● DESCRIPTION OF THE TASK:
A faithful copy of the data, pictures omitted, is the required answer.

------------------------------

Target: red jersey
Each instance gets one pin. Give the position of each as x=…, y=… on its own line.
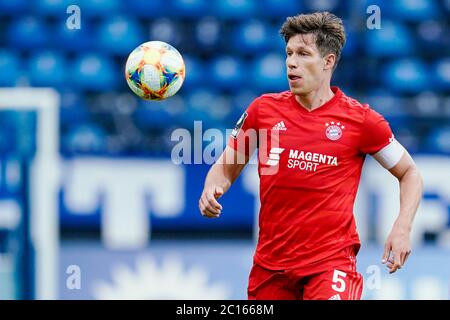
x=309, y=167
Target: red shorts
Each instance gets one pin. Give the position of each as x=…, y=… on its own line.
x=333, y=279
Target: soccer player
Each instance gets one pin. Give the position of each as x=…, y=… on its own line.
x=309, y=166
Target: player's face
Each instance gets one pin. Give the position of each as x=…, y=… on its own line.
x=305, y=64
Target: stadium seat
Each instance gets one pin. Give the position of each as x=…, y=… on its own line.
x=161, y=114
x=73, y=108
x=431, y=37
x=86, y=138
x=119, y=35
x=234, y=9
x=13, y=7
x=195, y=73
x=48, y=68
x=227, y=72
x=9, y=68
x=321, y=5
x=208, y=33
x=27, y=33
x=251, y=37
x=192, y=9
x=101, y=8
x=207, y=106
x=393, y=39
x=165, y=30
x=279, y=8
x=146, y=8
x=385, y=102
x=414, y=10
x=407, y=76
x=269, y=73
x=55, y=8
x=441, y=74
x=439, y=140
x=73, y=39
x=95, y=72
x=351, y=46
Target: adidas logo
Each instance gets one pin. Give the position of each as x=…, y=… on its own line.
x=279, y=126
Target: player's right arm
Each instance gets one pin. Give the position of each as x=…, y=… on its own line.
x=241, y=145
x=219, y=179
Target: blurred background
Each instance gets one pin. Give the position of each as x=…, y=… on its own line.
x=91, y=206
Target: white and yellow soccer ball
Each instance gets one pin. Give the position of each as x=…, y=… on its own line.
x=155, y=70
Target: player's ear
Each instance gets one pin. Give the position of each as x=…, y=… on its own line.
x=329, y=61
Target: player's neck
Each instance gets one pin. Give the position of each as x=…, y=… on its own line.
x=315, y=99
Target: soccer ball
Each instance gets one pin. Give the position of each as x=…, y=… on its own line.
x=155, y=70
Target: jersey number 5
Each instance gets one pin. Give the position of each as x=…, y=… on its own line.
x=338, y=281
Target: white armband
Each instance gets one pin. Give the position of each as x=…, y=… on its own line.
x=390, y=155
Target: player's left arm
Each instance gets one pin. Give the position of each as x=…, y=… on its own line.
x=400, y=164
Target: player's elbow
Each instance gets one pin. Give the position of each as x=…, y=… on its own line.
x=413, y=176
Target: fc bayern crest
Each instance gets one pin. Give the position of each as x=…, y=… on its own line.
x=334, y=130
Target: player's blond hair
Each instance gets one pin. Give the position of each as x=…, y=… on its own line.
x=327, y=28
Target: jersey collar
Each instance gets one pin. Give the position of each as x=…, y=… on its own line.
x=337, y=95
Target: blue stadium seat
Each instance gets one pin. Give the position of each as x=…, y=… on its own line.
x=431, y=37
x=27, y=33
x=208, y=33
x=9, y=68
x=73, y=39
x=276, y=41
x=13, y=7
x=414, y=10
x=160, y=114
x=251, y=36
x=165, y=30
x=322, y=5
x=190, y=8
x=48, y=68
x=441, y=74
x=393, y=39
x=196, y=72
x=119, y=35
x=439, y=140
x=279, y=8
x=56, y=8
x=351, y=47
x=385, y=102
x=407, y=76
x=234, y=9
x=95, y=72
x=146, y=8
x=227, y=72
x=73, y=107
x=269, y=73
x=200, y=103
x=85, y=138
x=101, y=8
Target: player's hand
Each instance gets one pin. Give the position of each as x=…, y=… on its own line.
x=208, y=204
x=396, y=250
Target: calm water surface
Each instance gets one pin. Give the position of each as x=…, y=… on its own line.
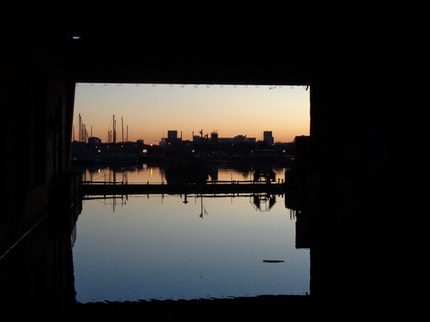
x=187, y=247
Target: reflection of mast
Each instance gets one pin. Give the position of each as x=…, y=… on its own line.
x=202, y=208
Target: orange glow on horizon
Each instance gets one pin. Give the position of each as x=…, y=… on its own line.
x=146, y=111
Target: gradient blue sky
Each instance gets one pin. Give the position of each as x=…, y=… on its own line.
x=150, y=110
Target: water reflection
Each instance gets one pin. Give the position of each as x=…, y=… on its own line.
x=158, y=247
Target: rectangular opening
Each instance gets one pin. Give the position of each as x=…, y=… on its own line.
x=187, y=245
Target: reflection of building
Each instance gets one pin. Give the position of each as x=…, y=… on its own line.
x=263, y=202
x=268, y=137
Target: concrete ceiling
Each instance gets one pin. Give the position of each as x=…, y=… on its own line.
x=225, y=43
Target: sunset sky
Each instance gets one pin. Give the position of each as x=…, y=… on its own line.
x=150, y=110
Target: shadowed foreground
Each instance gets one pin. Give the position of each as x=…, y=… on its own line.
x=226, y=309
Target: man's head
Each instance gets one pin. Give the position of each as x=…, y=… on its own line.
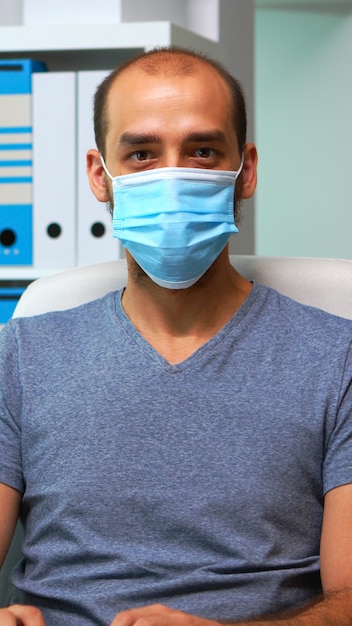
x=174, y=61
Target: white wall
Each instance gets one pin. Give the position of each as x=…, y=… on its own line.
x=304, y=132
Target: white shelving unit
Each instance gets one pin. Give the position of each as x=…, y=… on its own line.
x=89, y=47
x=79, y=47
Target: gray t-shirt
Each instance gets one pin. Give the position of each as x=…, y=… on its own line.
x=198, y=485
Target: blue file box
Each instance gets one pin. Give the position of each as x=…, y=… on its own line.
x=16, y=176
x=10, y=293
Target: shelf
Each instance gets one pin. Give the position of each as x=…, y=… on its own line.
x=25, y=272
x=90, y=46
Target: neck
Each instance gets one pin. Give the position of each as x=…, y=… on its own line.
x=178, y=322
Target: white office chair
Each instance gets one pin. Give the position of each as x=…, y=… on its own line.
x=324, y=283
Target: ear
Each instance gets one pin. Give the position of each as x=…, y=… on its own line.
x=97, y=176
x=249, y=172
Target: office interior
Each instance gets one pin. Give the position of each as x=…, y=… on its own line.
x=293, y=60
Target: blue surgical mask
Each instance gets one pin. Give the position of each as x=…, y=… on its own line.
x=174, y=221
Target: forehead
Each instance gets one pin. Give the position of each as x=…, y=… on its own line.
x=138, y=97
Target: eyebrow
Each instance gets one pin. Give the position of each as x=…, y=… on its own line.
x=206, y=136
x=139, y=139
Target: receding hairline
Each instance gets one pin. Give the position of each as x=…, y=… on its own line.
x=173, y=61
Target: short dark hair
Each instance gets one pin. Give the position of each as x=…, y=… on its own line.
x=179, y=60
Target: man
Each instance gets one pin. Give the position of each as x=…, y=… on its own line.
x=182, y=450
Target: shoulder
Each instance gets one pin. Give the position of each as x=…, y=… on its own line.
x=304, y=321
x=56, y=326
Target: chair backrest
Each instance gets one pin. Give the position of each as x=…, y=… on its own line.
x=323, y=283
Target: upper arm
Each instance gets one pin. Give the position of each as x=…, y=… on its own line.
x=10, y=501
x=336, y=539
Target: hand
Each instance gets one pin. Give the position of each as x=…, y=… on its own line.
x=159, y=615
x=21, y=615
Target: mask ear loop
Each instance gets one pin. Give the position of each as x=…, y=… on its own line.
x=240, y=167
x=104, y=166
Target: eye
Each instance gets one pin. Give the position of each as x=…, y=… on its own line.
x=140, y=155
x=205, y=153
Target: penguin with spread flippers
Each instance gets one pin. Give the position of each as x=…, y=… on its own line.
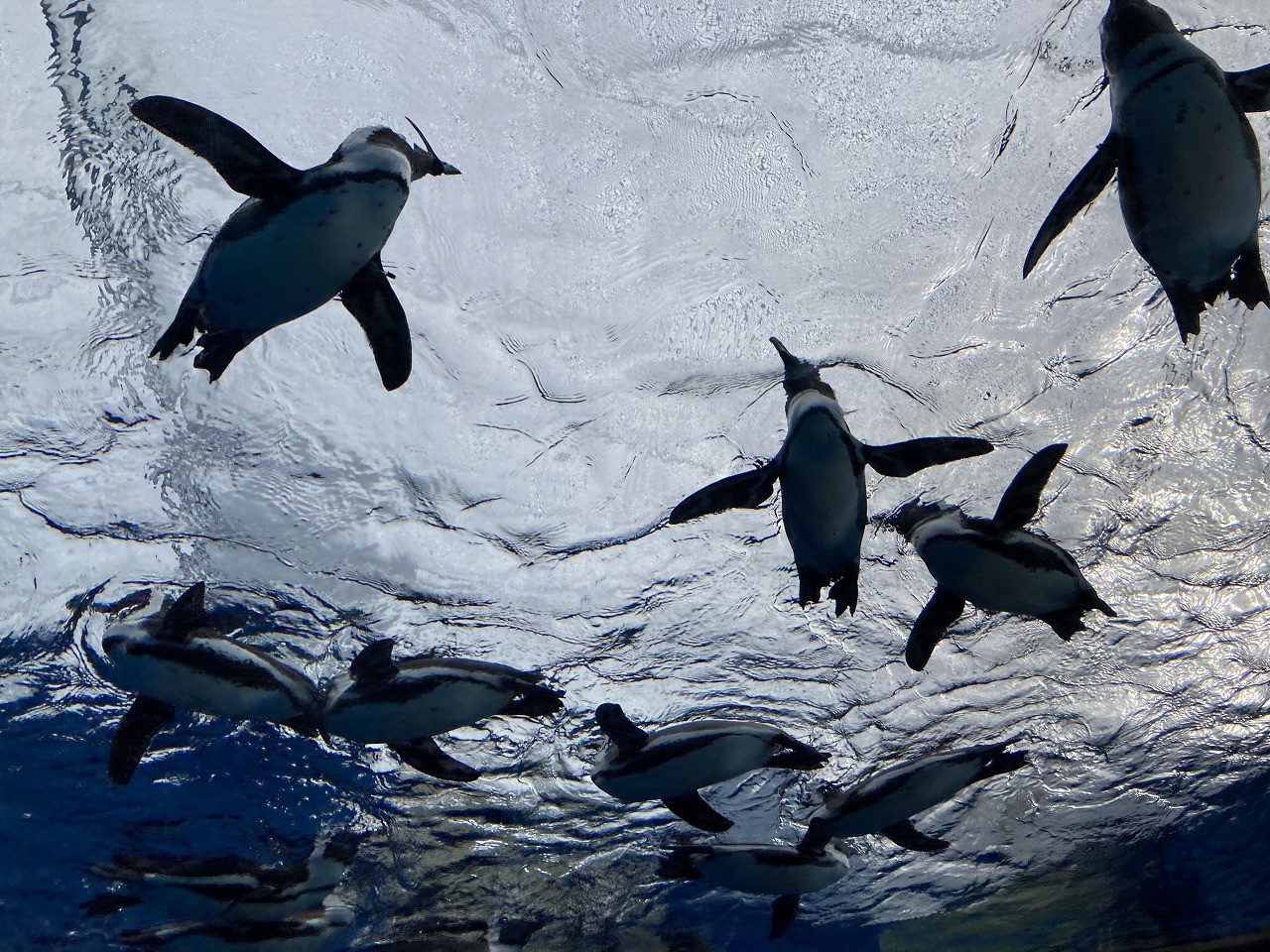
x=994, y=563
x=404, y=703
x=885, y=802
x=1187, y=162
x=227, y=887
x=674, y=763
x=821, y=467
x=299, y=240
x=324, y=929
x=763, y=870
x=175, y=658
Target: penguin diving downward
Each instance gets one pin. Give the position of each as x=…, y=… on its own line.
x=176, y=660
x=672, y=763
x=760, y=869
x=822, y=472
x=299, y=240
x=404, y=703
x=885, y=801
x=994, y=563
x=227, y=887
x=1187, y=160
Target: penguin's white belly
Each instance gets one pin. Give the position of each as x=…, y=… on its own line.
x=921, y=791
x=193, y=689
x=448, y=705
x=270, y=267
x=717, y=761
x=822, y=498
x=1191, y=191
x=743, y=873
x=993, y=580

------------------------------

● SOLUTION FOR THIS EXERCISE:
Target: red jersey
Each instance gets one pin. Give the position of each as x=…, y=… on its own line.
x=309, y=167
Target: red shorts
Each instance gets one pin. Give the position of each as x=…, y=… on its own line.
x=333, y=279
Target: soccer player
Each instance gets one pin. Give the position of each as x=…, y=… on its own line.
x=309, y=166
Target: player's face
Each instance gets one pin. Give the position of each as x=…, y=… on its own line.
x=305, y=64
Target: stadium seat
Each instance gets one pin. Give the position of each as x=…, y=… on its own line.
x=161, y=114
x=73, y=108
x=431, y=37
x=86, y=138
x=119, y=35
x=234, y=9
x=13, y=7
x=195, y=73
x=48, y=68
x=227, y=72
x=9, y=68
x=321, y=5
x=208, y=33
x=27, y=33
x=251, y=37
x=192, y=9
x=101, y=8
x=207, y=106
x=393, y=39
x=165, y=30
x=279, y=8
x=146, y=8
x=385, y=102
x=414, y=10
x=407, y=76
x=269, y=73
x=55, y=8
x=441, y=74
x=439, y=140
x=73, y=39
x=95, y=72
x=351, y=46
Target: adidas logo
Each instance gets one pin. Give the position of each as x=…, y=… on its own line.
x=279, y=126
Target: player's right arm
Each instance gets one pin. Give the position of each as x=…, y=… on its own line.
x=241, y=145
x=219, y=179
Target: blurred background
Each instance gets one pin. Give the position of each as x=…, y=… on its own line.
x=91, y=206
Target: white and yellow soccer ball
Each instance gets one pin. Give the position of each as x=…, y=… on its own line.
x=155, y=70
Target: player's ear
Each instance gets one pin. Give the position of each as x=…, y=… on its own line.
x=329, y=61
Target: player's neck
Each instance gets one pin. Give the position of each as x=…, y=… on its own line.
x=315, y=99
Target: soccer ball
Each instance gets one pin. Give the position of each as x=…, y=… on its own line.
x=155, y=70
Target: jersey number 5
Each instance gets one pin. Give the position of each as x=…, y=… on its own line.
x=338, y=281
Target: white armband
Each instance gets one pin. Give the position of each as x=…, y=… on its own line.
x=390, y=155
Target: player's left arm
Each instance gets one pin. Give the position of each as x=…, y=… on its own line.
x=400, y=164
Target: player's elbow
Each instance gets one pin. Give the position of each as x=…, y=… on its own line.
x=413, y=176
Target: fc bayern crest
Each instance gets one pin. Give the position of each as x=…, y=… on its own line.
x=334, y=130
Target: player's blond hair
Each instance gets one pin. Give the position of each as x=…, y=… on its own line.
x=327, y=28
Target: jersey collar
Each instance gets one pin. Give the position of each as x=…, y=… on its own line.
x=337, y=95
Target: blue stadium seat
Each instance gets one pin. Give the position of each as x=…, y=… on its own line.
x=431, y=37
x=27, y=33
x=208, y=33
x=9, y=68
x=73, y=39
x=276, y=41
x=13, y=7
x=414, y=10
x=160, y=114
x=251, y=36
x=165, y=30
x=322, y=5
x=190, y=8
x=48, y=68
x=441, y=74
x=393, y=39
x=196, y=72
x=119, y=35
x=439, y=140
x=279, y=8
x=56, y=8
x=351, y=47
x=385, y=102
x=407, y=76
x=234, y=9
x=95, y=72
x=146, y=8
x=227, y=72
x=73, y=107
x=269, y=73
x=200, y=103
x=85, y=138
x=101, y=8
Target: player's hand
Each instance gets one pin. Give the position of each as x=…, y=… on its own line.
x=208, y=204
x=396, y=250
Target: calm water surface
Each instance gets one pin. Give the position of each as x=…, y=… on its own line.
x=187, y=247
Target: reflection of mast
Each instance gets one pin. Give the position of each as x=…, y=… on its own line.
x=202, y=208
Target: orange glow on horizon
Each instance gets one pin. Give the position of each as x=…, y=… on its own line.
x=146, y=111
Target: gradient blue sky
Each instance gets one pin. Give the position of each as x=…, y=… on its own line.
x=150, y=110
Target: water reflection
Each instance gets one pin. Give the position of each as x=…, y=… on its own line.
x=158, y=247
Target: rectangular opening
Each instance gets one pin. Give the position of each as x=…, y=… on its own line.
x=187, y=245
Target: reflection of building
Each instance gets one pin. Give the position of each as x=…, y=… on its own line.
x=263, y=202
x=268, y=137
Target: concrete ceiling
Each instance gets one pin. Give the position of each as x=…, y=… on its own line.
x=225, y=43
Target: sunset sky
Each instance gets one pin. Give the position of each as x=…, y=… on its own line.
x=150, y=110
Target: shadowed foreground
Each instance gets one pin. Give the position of each as x=…, y=… on its own line.
x=226, y=309
Target: man's head
Each instance gets one pin. Give the position of each as x=…, y=… on its own line.
x=174, y=61
Target: white wall
Each instance gets one pin. Give the position of each as x=…, y=… on its own line.
x=304, y=132
Target: white shelving unit
Each instance gets one pin. Give the position of each as x=…, y=… on its own line.
x=89, y=47
x=79, y=47
Target: gray t-shirt
Each instance gets one pin. Give the position of each as x=…, y=… on its own line.
x=198, y=485
Target: blue file box
Each instance gets one pin. Give the position of each as x=…, y=… on its own line.
x=16, y=176
x=10, y=293
Target: shelf
Each instance gets one pin. Give the position of each as x=…, y=… on its own line.
x=25, y=272
x=90, y=46
Target: neck
Each instance gets one pin. Give the position of each as x=…, y=… on its own line.
x=178, y=322
Target: white office chair
Each instance gets one pin. Give the position of each as x=…, y=… on its own line.
x=324, y=283
Target: ear
Each instance gets one pin. Give the position of each as x=…, y=… on its own line.
x=97, y=176
x=249, y=172
Target: office interior
Each instance gets one pin. Give the position of each as x=…, y=… on its own line.
x=293, y=60
Target: blue surgical mask
Each instance gets one pin. Give the position of each as x=…, y=… on its own line.
x=174, y=221
Target: forehead
Each instance gets one pin. Give the position of each as x=…, y=… on its own line.
x=138, y=97
Target: eyebrow
Each instance gets one pin. Give the position of each as x=…, y=… on its own line.
x=206, y=136
x=139, y=139
Target: receding hairline
Each instance gets one pin. Give the position of each as x=…, y=… on its own line.
x=173, y=61
Target: short dark hair
Each instance gets one pin. Give the position of each as x=…, y=… on its own line.
x=179, y=60
Target: man
Each instance gets one pin. Give the position of each as x=…, y=… on its own line.
x=182, y=450
Target: shoulder
Each instance gets one pin. Give the position of each as x=…, y=… on its own line.
x=304, y=321
x=56, y=326
Target: chair backrest
Each instance gets one pin. Give the position of each as x=…, y=… on its own line.
x=323, y=283
Target: upper arm
Each instance gets one pin. Give the position of each as x=…, y=… on its own line.
x=10, y=501
x=336, y=539
Target: hand
Each instance gets one pin. Give the position of each as x=…, y=… on its own line.
x=159, y=615
x=21, y=615
Target: mask ear loop
Each instance gets one pin. Give the position of each as x=…, y=… on its own line.
x=240, y=167
x=104, y=166
Target: eye
Each instance gets one pin. Give the position of each as x=…, y=… on its own line.
x=140, y=155
x=205, y=153
Target: penguin with spread flippers
Each instance gets one pin. Give the position of each as x=…, y=… on its own line.
x=994, y=563
x=404, y=703
x=885, y=802
x=1187, y=162
x=227, y=887
x=674, y=763
x=821, y=467
x=299, y=240
x=324, y=929
x=763, y=870
x=175, y=658
Target: penguin diving downward
Each instance gets one pin. Give the position of each as x=…, y=… on its own line.
x=176, y=660
x=672, y=763
x=760, y=869
x=822, y=472
x=299, y=240
x=404, y=703
x=885, y=801
x=994, y=563
x=227, y=887
x=1187, y=160
Target: penguin's white belly
Each instance gets one pin. Give the position of each as x=…, y=… on its own line.
x=921, y=791
x=193, y=689
x=448, y=705
x=270, y=267
x=717, y=761
x=822, y=498
x=1191, y=191
x=743, y=873
x=993, y=580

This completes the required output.